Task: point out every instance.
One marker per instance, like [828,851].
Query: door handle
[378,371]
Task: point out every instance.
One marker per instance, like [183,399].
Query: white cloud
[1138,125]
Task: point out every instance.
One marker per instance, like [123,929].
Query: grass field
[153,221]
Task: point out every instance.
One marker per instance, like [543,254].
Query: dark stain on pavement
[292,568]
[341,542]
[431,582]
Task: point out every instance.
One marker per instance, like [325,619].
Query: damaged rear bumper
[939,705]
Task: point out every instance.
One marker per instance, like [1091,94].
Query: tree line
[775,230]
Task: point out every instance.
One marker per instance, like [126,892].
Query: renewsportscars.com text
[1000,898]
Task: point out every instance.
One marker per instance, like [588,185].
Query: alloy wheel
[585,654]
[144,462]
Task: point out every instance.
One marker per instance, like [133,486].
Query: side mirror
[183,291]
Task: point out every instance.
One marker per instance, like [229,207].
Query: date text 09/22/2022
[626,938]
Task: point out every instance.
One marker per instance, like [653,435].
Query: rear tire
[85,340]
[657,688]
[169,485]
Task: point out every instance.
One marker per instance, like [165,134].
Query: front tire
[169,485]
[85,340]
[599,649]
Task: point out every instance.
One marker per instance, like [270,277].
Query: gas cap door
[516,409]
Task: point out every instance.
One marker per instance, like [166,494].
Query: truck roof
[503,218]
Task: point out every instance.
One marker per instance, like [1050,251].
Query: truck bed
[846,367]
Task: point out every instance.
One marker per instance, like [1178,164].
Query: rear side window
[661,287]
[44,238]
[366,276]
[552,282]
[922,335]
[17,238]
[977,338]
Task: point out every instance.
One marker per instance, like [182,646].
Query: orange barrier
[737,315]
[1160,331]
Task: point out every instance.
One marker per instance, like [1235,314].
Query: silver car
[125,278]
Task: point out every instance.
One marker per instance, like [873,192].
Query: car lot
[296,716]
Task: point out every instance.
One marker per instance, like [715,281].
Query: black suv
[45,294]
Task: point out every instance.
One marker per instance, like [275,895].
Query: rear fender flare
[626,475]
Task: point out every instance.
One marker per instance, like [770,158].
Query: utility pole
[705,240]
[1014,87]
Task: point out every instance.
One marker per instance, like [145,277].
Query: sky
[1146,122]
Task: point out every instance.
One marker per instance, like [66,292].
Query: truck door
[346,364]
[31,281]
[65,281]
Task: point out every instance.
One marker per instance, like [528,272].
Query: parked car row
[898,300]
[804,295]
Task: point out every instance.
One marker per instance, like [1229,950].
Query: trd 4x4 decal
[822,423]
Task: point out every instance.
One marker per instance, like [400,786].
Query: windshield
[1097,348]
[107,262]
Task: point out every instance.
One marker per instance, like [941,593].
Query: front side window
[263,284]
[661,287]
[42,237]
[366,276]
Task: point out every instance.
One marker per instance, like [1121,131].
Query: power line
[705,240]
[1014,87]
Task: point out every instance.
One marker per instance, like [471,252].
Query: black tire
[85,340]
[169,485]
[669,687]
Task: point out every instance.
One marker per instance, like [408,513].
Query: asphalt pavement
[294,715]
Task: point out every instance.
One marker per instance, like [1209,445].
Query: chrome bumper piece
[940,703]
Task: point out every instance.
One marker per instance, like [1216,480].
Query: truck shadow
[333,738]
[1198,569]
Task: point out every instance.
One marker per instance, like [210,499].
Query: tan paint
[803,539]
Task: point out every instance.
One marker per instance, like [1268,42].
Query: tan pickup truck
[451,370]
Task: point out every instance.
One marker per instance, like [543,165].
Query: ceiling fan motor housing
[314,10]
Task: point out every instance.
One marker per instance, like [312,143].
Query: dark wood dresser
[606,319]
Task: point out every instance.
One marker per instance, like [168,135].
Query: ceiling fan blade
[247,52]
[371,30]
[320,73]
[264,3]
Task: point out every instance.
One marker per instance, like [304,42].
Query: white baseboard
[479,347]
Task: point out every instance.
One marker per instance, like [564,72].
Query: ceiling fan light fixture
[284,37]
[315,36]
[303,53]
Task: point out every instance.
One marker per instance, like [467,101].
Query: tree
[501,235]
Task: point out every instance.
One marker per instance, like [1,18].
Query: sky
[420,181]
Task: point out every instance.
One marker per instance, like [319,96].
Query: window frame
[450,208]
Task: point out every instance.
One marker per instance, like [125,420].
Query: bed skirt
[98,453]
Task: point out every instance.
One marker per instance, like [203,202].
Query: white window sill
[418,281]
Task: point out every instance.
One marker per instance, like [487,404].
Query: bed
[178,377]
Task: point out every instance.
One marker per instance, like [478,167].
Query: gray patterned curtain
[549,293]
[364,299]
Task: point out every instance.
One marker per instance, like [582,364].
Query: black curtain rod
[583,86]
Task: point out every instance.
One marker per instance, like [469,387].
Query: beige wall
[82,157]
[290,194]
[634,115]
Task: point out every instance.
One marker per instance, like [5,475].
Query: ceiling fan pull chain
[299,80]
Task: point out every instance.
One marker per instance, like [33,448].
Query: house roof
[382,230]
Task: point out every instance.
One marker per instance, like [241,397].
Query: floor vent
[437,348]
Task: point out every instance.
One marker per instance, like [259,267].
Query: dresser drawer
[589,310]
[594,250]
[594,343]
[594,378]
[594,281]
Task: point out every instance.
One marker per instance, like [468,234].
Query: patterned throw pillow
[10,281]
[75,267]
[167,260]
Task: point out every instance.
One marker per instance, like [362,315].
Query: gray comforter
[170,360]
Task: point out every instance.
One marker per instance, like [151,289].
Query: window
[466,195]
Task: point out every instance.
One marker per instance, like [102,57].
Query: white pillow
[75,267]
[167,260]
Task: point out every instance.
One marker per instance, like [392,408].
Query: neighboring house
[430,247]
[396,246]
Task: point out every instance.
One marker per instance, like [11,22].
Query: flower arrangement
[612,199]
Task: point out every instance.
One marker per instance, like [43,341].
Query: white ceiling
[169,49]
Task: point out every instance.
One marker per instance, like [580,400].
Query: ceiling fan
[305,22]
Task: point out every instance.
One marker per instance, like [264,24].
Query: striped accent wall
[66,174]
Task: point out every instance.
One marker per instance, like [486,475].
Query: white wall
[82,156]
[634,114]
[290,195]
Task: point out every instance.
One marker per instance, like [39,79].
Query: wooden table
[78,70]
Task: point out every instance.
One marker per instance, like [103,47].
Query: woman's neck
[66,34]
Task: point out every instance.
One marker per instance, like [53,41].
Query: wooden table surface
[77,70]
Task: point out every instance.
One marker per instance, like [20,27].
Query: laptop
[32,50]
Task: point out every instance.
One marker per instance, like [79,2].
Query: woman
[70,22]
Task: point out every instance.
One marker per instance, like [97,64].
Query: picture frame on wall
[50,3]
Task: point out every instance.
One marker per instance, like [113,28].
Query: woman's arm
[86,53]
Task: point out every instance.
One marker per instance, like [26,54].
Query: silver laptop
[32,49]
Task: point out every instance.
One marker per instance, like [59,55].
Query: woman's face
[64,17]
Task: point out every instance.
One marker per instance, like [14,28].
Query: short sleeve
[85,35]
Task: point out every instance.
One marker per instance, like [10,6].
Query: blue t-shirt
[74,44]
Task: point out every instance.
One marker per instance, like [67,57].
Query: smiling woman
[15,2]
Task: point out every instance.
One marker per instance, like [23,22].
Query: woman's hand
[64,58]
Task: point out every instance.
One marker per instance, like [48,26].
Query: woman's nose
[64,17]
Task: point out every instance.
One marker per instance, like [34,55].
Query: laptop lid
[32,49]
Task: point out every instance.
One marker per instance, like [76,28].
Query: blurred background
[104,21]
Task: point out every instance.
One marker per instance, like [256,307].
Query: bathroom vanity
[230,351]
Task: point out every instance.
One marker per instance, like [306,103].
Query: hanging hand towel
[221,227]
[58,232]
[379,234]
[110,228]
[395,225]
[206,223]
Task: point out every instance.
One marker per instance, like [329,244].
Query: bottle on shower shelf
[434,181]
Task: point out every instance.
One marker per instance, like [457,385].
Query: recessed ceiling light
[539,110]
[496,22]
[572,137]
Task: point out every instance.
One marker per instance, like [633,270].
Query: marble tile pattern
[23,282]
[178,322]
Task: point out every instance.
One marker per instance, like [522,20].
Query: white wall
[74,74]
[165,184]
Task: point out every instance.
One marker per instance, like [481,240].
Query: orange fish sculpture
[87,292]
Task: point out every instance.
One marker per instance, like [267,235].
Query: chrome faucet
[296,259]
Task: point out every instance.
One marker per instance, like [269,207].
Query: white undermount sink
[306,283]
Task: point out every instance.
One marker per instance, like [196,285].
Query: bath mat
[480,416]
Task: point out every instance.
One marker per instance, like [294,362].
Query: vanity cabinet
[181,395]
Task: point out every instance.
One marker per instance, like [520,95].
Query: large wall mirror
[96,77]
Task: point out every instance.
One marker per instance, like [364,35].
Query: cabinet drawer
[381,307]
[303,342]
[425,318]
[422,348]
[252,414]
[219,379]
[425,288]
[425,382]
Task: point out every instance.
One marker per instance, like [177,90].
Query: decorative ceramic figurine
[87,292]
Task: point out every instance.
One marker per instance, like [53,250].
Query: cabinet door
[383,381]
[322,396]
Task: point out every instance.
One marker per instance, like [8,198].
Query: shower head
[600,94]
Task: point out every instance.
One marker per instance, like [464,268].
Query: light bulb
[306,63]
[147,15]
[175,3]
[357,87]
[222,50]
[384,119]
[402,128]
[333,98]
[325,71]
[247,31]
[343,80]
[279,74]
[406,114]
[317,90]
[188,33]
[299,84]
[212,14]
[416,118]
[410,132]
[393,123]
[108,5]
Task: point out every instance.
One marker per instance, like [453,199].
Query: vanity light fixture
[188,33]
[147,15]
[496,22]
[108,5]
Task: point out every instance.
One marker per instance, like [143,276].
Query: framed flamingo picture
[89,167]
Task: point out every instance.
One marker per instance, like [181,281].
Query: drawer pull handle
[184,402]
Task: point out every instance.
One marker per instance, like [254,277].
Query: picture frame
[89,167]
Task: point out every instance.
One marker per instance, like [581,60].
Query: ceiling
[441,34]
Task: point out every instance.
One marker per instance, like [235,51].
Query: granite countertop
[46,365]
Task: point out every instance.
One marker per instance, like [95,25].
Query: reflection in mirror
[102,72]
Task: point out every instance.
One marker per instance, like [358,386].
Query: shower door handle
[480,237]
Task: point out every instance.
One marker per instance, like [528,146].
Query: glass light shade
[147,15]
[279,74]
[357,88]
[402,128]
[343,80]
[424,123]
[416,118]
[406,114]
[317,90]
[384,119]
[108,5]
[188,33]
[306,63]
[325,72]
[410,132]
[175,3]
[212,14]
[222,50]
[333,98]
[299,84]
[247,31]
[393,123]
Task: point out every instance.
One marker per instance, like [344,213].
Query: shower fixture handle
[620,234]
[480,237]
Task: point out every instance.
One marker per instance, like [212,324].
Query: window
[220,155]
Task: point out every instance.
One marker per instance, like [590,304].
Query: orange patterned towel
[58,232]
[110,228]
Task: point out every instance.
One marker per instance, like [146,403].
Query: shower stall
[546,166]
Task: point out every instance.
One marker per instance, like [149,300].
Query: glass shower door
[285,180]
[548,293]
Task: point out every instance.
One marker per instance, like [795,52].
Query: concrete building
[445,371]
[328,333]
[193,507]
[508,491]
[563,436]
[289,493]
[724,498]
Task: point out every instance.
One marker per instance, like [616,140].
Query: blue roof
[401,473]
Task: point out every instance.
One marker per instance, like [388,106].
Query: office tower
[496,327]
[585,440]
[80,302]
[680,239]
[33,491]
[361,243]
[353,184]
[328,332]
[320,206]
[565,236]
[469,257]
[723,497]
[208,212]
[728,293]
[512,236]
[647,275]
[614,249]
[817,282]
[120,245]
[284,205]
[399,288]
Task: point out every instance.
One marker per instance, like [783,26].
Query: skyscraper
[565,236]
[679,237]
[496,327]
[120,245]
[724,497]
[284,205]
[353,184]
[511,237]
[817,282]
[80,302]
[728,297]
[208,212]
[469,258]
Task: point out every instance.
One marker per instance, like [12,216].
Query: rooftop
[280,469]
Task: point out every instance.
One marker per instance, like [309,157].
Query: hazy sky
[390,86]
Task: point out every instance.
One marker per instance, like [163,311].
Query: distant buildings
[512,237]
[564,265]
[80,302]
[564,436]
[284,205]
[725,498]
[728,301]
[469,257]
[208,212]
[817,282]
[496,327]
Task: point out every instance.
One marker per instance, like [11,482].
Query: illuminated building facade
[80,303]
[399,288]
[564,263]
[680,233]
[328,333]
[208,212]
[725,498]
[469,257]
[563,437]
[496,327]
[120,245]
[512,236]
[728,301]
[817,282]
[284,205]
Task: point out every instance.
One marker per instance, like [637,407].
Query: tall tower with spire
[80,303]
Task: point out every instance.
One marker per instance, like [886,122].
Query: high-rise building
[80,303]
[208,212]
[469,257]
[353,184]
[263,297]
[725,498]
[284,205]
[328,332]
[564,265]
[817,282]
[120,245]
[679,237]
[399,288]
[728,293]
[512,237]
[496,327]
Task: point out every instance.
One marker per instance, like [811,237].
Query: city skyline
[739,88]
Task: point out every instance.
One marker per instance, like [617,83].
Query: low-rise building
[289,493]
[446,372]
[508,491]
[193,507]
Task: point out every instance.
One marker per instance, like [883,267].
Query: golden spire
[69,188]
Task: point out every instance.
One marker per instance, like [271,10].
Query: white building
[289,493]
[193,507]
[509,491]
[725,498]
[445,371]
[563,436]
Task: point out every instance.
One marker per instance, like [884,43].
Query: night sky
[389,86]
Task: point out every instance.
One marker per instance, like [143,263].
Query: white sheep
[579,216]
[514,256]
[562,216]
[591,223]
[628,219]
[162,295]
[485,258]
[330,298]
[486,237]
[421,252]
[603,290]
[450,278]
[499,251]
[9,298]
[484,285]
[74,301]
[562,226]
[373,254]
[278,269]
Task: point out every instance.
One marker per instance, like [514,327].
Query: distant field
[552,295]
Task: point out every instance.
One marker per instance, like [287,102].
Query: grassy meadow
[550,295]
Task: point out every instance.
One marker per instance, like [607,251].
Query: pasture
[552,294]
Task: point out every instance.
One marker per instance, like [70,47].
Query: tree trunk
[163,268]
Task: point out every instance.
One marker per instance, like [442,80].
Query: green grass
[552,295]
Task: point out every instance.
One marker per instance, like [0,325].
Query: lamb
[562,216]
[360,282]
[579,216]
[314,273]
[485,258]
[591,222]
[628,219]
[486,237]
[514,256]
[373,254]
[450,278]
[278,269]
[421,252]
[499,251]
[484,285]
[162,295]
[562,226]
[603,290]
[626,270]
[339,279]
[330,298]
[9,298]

#### SET PROBLEM
Extract each line above that contains the string "rear". Case counts, so uppercase and lowercase letters do not match each other.

#### RESULT OF THIS EXERCISE
Query: damaged rear bumper
Query: rear tire
Query: rear side window
Query: rear fender flare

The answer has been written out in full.